**Excerpt to read:**
* Start *

Ah. No wonder it didn't show up at Amazon. Is it this one, from 1994?

And thanks for that titbit.


----------



## Atabey (Oct 8, 2008)

World Violist said:


> Atabey, I never really cared much for the 10th reconstructions either, but after all it _is_ music just as much as any other, and it is at least _in part_ by Mahler. I do like the Adagio very much at any rate.
> 
> Thanks for your recommendation of Tennstedt. I'm not at all familiar with his Mahler. As for complete sets, I haven't the money for them, but I have the old Bernstein (Sony/Columbia) set, and I very much like it still.
> 
> ...


Hi WV,

I see your problem over making this list.That is exactly why i shied away from making it.So many great conductors,so many great performances would go unmentioned if you build this kind of a list.Even in this kind of a recommendation list;i failed to mention Bernard Haitink who is always skillful and wise with Mahler.I did not mention because he never rises to the heights my recommended performances do but also he never falls under being quite good(7/10).

* End *

**Short task 1:**
In the Mahler forum thread, which conductor does Atabey say was left out of the recommendation list?
**Short task 2:**
Write out the passage of the Mahler forum thread starting at "I see your problem" and ending at "being quite good(7/10).".

**Dataset excerpts:**
* Start *

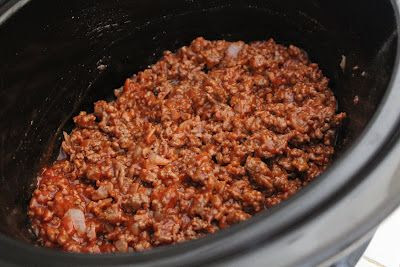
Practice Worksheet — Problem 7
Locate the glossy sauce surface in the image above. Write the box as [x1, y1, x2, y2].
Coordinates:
[28, 38, 345, 253]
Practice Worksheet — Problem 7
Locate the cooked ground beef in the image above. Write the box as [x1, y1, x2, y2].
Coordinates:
[28, 38, 345, 253]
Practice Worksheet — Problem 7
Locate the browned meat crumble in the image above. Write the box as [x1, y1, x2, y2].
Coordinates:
[28, 38, 345, 253]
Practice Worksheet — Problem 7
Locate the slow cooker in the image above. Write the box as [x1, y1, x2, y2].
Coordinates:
[0, 0, 400, 266]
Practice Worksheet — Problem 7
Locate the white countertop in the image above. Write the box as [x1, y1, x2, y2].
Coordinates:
[356, 208, 400, 267]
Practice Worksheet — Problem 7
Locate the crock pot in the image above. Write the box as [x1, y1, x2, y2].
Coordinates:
[0, 0, 400, 266]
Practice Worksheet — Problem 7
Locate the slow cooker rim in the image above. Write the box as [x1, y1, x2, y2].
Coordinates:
[0, 0, 400, 265]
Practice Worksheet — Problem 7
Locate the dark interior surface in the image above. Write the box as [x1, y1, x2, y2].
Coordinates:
[0, 0, 397, 247]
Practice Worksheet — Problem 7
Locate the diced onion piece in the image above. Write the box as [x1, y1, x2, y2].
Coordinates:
[64, 209, 86, 233]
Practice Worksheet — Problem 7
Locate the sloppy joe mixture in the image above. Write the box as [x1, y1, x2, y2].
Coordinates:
[28, 38, 345, 253]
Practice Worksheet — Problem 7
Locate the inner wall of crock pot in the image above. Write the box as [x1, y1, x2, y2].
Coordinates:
[0, 0, 397, 243]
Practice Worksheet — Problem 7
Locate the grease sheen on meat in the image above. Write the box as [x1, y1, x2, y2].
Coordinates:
[28, 38, 345, 253]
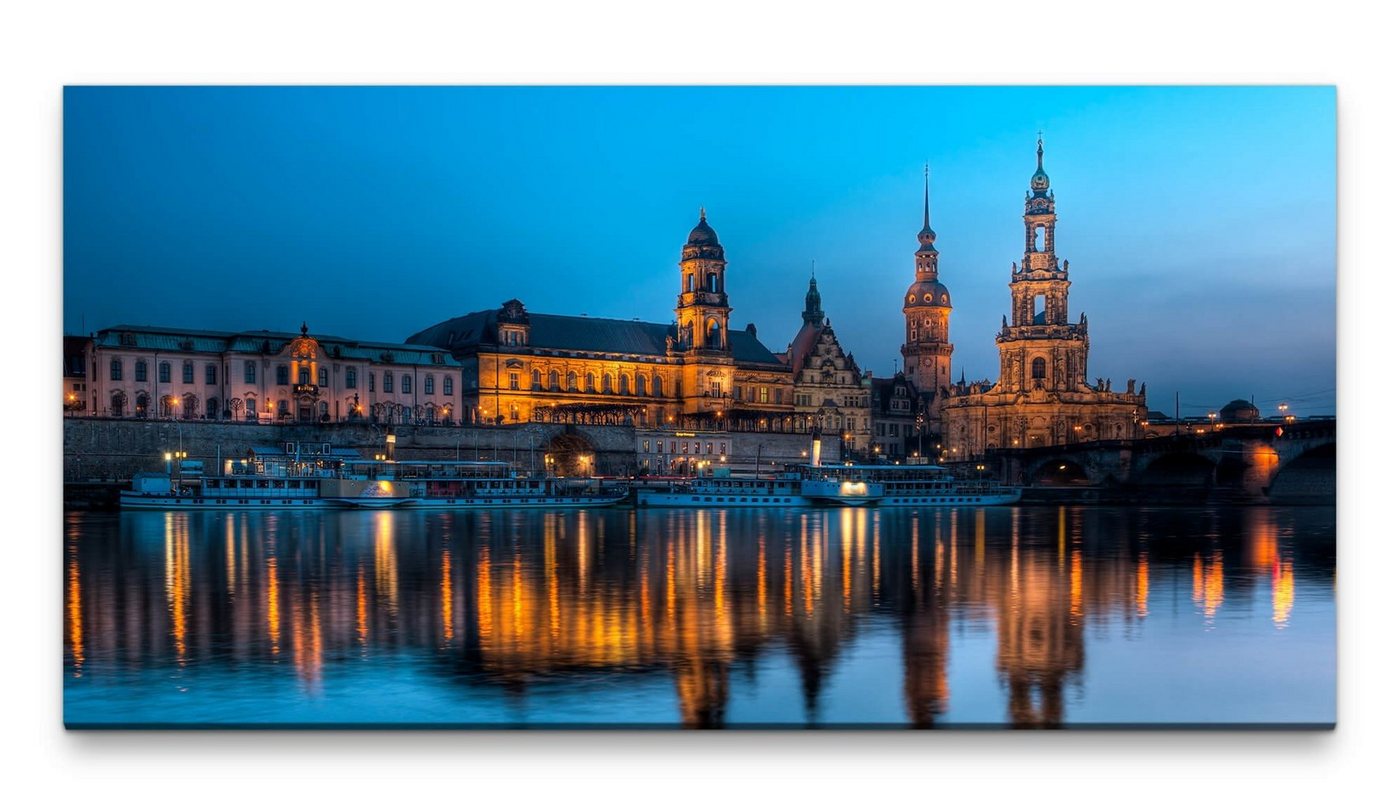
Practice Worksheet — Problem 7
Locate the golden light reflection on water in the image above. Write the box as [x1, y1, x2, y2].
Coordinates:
[64, 509, 1331, 726]
[1137, 550, 1152, 617]
[63, 539, 83, 677]
[1273, 561, 1294, 628]
[165, 512, 189, 665]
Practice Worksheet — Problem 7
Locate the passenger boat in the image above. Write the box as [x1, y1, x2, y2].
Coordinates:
[393, 460, 627, 509]
[634, 463, 1021, 508]
[120, 442, 409, 511]
[636, 465, 882, 508]
[851, 463, 1021, 505]
[120, 442, 627, 511]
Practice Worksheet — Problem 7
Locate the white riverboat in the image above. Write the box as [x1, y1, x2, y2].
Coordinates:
[636, 465, 882, 508]
[120, 442, 627, 511]
[634, 463, 1021, 508]
[120, 442, 409, 511]
[851, 463, 1021, 505]
[393, 460, 627, 511]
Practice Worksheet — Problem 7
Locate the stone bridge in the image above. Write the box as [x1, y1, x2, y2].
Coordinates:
[986, 420, 1337, 504]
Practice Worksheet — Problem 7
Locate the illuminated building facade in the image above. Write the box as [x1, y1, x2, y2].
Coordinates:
[409, 210, 792, 428]
[81, 323, 462, 424]
[942, 141, 1147, 460]
[787, 276, 871, 456]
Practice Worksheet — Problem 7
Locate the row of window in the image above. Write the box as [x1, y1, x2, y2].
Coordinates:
[111, 358, 218, 385]
[111, 358, 452, 396]
[641, 438, 729, 455]
[507, 368, 666, 396]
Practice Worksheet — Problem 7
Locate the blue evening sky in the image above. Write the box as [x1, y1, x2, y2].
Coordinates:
[63, 87, 1337, 414]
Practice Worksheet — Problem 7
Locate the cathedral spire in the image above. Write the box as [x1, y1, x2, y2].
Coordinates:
[802, 267, 826, 326]
[1030, 132, 1050, 197]
[924, 162, 932, 231]
[918, 162, 938, 251]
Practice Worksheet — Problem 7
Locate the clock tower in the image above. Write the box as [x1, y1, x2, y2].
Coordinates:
[900, 165, 953, 434]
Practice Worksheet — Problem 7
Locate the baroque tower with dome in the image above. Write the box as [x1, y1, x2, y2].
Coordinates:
[899, 165, 953, 434]
[942, 140, 1147, 460]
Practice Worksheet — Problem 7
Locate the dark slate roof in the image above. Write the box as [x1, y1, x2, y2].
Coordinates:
[871, 374, 918, 418]
[92, 325, 459, 365]
[409, 309, 784, 365]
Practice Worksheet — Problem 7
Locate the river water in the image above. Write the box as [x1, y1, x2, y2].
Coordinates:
[63, 507, 1337, 728]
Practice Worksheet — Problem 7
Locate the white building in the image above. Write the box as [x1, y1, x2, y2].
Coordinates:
[83, 323, 462, 424]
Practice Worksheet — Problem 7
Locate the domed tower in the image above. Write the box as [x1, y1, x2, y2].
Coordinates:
[997, 139, 1089, 392]
[900, 165, 953, 431]
[676, 209, 731, 353]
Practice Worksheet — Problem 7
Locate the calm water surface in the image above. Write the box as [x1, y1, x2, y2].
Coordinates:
[63, 507, 1336, 726]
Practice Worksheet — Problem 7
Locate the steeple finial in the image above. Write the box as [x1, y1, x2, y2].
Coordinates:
[924, 161, 928, 230]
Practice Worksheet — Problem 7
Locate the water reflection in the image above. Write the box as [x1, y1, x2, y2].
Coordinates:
[64, 508, 1333, 728]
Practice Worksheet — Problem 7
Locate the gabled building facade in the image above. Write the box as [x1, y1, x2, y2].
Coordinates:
[787, 276, 871, 458]
[83, 323, 462, 424]
[409, 210, 792, 427]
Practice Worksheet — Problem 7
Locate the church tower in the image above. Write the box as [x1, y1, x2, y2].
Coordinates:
[802, 270, 826, 328]
[676, 209, 731, 353]
[997, 139, 1089, 393]
[900, 165, 953, 432]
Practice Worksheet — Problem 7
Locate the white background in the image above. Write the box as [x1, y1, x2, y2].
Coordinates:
[0, 0, 1383, 808]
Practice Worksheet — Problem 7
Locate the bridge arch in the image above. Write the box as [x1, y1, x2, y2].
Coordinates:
[1267, 444, 1337, 505]
[1026, 456, 1092, 486]
[1138, 452, 1215, 488]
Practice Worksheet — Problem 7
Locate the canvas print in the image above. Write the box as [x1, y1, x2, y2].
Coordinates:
[63, 87, 1337, 729]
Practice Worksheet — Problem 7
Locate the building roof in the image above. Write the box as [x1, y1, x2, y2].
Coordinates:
[92, 323, 461, 365]
[409, 309, 784, 365]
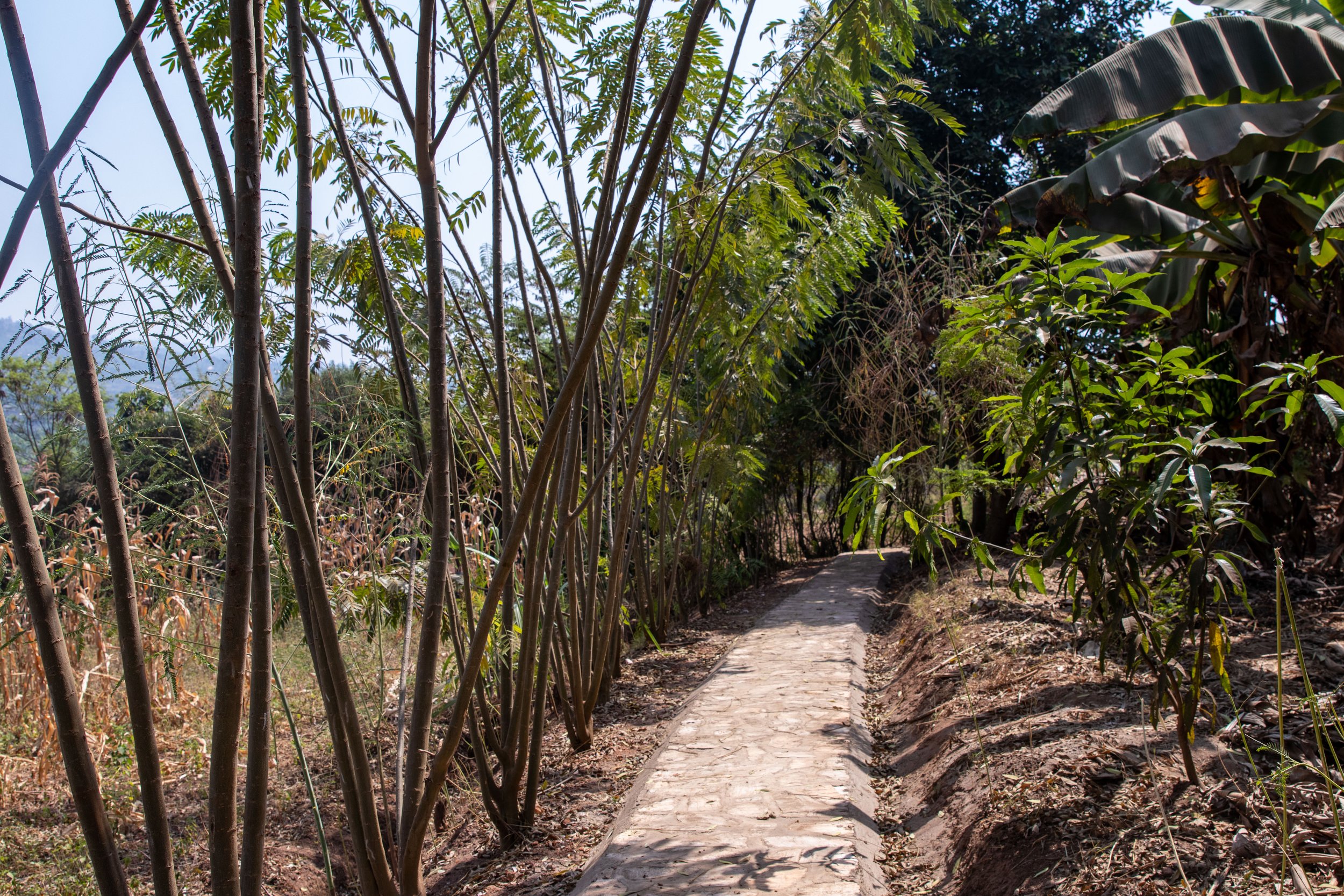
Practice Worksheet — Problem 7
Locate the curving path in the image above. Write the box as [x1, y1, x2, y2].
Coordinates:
[574, 552, 884, 896]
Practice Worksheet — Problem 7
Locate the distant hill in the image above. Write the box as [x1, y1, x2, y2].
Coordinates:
[0, 317, 228, 398]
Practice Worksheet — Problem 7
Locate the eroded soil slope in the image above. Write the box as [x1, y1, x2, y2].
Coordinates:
[867, 556, 1344, 896]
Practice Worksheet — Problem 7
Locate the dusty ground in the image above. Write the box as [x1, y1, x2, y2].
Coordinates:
[867, 557, 1344, 896]
[0, 563, 824, 896]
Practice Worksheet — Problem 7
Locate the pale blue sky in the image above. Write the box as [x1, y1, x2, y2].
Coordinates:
[0, 0, 1226, 329]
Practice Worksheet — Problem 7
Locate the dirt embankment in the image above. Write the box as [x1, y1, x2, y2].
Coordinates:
[867, 556, 1344, 896]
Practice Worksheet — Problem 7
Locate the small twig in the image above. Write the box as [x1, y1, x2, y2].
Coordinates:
[1139, 697, 1195, 896]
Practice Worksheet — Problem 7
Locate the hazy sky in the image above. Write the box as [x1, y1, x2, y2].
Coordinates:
[0, 0, 1202, 329]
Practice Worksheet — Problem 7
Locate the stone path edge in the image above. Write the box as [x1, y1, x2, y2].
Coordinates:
[570, 552, 890, 896]
[570, 591, 796, 893]
[847, 582, 890, 896]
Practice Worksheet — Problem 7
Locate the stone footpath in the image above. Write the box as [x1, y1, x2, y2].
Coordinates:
[574, 552, 886, 896]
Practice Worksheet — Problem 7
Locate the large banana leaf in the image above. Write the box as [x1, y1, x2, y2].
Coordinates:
[989, 177, 1204, 243]
[1089, 238, 1215, 309]
[1233, 144, 1344, 196]
[1316, 185, 1344, 225]
[1036, 94, 1344, 228]
[1013, 16, 1344, 142]
[1195, 0, 1344, 40]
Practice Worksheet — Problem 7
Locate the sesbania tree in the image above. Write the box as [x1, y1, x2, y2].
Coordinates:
[0, 0, 954, 896]
[848, 228, 1274, 783]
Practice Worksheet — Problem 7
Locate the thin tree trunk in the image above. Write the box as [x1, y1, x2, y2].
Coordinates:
[285, 0, 317, 519]
[241, 448, 271, 896]
[163, 0, 234, 245]
[397, 0, 457, 854]
[0, 400, 128, 896]
[5, 3, 177, 896]
[209, 0, 263, 896]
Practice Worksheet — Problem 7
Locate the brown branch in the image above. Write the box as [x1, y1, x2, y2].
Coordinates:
[0, 175, 210, 255]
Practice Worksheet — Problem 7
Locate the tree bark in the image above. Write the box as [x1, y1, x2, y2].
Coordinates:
[397, 0, 465, 849]
[5, 8, 177, 896]
[209, 0, 263, 896]
[239, 448, 271, 896]
[0, 403, 128, 896]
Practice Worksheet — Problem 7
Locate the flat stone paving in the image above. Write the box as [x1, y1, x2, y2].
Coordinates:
[574, 552, 886, 896]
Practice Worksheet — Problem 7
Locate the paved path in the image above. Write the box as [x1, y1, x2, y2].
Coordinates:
[574, 552, 884, 896]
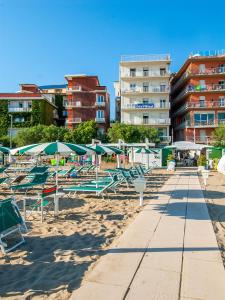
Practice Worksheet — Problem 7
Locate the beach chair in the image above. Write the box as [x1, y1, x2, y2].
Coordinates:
[63, 175, 123, 198]
[10, 172, 49, 192]
[29, 166, 48, 174]
[23, 185, 63, 222]
[0, 198, 27, 254]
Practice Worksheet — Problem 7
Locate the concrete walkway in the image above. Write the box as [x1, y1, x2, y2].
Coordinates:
[71, 170, 225, 300]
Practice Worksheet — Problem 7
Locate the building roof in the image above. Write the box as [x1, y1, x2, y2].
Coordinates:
[38, 84, 67, 90]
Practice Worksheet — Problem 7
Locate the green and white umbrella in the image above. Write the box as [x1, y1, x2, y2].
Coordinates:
[135, 147, 157, 154]
[0, 146, 10, 154]
[10, 141, 94, 188]
[87, 144, 123, 187]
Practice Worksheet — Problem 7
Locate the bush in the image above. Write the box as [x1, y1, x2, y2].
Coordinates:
[197, 154, 206, 167]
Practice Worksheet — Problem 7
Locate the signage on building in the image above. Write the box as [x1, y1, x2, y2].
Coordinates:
[135, 103, 154, 108]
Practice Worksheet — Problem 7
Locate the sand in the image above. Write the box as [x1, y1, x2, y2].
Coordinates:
[0, 170, 171, 299]
[202, 171, 225, 267]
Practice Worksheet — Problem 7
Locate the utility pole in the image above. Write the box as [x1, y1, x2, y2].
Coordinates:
[9, 115, 13, 149]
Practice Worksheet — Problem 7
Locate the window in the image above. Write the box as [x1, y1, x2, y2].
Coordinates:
[143, 115, 149, 124]
[160, 82, 166, 92]
[159, 68, 166, 76]
[199, 64, 205, 74]
[97, 95, 105, 103]
[143, 82, 149, 92]
[199, 96, 205, 107]
[13, 117, 25, 123]
[218, 112, 225, 124]
[160, 99, 166, 108]
[130, 83, 136, 91]
[194, 113, 214, 126]
[219, 96, 225, 107]
[130, 69, 136, 77]
[142, 98, 149, 104]
[143, 68, 149, 76]
[96, 110, 104, 119]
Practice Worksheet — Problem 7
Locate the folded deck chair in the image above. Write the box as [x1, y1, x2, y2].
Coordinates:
[10, 172, 49, 191]
[0, 198, 27, 254]
[29, 166, 48, 174]
[23, 186, 58, 222]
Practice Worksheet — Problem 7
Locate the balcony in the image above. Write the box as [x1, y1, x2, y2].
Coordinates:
[171, 67, 225, 92]
[66, 85, 82, 92]
[172, 84, 225, 104]
[66, 118, 82, 124]
[95, 117, 105, 123]
[121, 85, 170, 95]
[130, 118, 170, 126]
[175, 119, 225, 130]
[64, 101, 82, 108]
[122, 103, 170, 110]
[121, 54, 170, 62]
[173, 100, 225, 117]
[121, 71, 170, 80]
[8, 106, 32, 113]
[95, 101, 105, 107]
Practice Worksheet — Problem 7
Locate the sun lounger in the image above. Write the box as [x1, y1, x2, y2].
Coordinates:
[23, 186, 64, 222]
[63, 176, 123, 196]
[0, 198, 27, 254]
[10, 172, 49, 191]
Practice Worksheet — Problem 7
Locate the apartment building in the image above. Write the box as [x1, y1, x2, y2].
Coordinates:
[64, 75, 110, 134]
[0, 84, 58, 135]
[171, 51, 225, 143]
[119, 54, 171, 142]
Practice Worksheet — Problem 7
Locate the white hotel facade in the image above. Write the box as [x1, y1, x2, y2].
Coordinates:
[119, 54, 171, 141]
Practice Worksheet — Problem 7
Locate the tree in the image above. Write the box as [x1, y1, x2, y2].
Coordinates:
[212, 125, 225, 147]
[64, 120, 97, 144]
[108, 123, 159, 143]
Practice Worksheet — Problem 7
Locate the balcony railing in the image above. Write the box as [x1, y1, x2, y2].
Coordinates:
[8, 106, 32, 112]
[171, 67, 225, 92]
[95, 117, 105, 123]
[173, 99, 225, 116]
[66, 118, 82, 124]
[122, 85, 170, 94]
[172, 84, 225, 104]
[67, 85, 82, 92]
[122, 103, 170, 109]
[130, 118, 170, 125]
[95, 101, 105, 107]
[121, 71, 170, 79]
[175, 119, 225, 130]
[121, 54, 170, 62]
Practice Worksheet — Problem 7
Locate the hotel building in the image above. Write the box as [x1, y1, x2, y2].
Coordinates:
[64, 75, 110, 134]
[171, 51, 225, 143]
[119, 54, 170, 142]
[0, 84, 58, 135]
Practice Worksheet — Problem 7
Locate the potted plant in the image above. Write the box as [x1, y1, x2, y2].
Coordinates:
[197, 154, 206, 171]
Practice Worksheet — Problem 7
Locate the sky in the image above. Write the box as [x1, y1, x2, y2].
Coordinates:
[0, 0, 225, 119]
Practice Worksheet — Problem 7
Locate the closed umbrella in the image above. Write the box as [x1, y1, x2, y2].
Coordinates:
[11, 141, 94, 189]
[87, 144, 123, 187]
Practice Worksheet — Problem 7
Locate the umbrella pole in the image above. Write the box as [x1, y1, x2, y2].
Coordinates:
[95, 153, 98, 188]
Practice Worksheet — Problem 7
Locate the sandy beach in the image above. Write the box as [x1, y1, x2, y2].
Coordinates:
[0, 170, 171, 299]
[202, 171, 225, 267]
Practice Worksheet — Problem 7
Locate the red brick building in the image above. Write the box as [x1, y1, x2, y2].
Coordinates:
[64, 75, 110, 134]
[170, 52, 225, 143]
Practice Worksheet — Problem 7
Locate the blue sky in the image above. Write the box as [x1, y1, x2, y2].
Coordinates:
[0, 0, 225, 117]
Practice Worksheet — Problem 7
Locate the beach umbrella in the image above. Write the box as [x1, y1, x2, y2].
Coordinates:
[0, 146, 10, 154]
[87, 144, 123, 187]
[10, 141, 94, 188]
[135, 147, 157, 167]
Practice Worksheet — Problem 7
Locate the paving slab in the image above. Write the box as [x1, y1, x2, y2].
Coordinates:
[71, 170, 225, 300]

* End *

**Complete response 1:**
Bernard Haitink.

**Complete response 2:**
I see your problem over making this list.That is exactly why i shied away from making it.So many great conductors,so many great performances would go unmentioned if you build this kind of a list.Even in this kind of a recommendation list;i failed to mention Bernard Haitink who is always skillful and wise with Mahler.I did not mention because he never rises to the heights my recommended performances do but also he never falls under being quite good(7/10).